## What you are asked to do
Identify every line in the rows below that contains the word "forearm" and copy each of those lines.

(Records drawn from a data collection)
* * * * *

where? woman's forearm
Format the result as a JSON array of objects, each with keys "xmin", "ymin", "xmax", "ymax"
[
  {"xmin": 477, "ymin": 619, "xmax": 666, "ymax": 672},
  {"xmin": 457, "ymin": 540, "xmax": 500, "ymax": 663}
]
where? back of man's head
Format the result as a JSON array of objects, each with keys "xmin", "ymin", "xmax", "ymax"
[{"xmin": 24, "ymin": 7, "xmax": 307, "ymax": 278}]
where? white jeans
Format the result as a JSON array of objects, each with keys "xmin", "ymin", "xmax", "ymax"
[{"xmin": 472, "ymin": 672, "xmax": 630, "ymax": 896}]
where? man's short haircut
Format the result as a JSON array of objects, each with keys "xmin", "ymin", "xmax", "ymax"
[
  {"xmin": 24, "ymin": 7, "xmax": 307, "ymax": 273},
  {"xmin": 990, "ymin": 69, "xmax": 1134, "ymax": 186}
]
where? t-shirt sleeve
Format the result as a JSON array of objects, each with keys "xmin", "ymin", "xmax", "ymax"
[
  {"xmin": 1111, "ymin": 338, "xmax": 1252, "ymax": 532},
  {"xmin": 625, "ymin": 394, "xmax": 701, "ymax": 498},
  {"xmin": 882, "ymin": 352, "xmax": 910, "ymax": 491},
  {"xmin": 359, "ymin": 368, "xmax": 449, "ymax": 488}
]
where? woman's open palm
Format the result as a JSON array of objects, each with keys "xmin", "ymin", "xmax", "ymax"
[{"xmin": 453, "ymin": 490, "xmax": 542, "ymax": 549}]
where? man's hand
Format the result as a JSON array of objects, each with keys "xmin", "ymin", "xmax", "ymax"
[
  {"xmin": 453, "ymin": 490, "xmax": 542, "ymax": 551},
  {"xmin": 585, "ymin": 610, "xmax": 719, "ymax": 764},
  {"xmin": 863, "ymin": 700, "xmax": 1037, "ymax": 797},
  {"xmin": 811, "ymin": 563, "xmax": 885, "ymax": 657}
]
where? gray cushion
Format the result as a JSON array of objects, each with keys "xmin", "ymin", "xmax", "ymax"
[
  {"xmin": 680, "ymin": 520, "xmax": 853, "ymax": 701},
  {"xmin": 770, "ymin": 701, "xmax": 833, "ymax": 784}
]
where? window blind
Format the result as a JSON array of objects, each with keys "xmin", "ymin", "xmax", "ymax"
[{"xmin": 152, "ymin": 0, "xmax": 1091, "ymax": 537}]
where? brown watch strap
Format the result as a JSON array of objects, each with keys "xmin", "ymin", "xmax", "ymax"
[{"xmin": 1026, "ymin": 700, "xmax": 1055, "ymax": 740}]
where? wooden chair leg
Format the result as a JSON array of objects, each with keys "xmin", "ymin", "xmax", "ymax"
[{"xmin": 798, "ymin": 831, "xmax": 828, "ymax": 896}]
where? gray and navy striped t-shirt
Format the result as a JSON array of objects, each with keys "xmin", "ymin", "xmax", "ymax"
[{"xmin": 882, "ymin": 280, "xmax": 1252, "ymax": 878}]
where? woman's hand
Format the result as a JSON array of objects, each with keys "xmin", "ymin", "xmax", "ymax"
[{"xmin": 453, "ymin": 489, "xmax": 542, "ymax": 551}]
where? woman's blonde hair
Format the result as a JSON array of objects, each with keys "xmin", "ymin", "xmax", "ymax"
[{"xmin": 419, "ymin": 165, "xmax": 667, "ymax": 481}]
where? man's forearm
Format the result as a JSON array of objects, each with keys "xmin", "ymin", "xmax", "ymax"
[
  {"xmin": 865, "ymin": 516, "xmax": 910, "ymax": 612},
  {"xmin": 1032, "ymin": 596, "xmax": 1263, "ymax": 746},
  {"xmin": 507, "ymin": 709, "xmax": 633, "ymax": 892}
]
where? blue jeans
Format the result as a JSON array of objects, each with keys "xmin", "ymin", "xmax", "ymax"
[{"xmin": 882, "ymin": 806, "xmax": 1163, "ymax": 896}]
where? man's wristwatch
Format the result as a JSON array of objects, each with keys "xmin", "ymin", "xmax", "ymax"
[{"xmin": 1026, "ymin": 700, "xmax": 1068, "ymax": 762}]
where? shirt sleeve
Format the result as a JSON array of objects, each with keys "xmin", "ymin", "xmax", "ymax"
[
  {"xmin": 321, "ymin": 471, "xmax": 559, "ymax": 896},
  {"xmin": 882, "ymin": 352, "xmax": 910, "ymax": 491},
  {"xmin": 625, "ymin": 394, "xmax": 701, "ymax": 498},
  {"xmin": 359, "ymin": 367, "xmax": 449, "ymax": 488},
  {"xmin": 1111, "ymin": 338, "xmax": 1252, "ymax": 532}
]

* * * * *

## Task result
where? woman's forearm
where? man's forearm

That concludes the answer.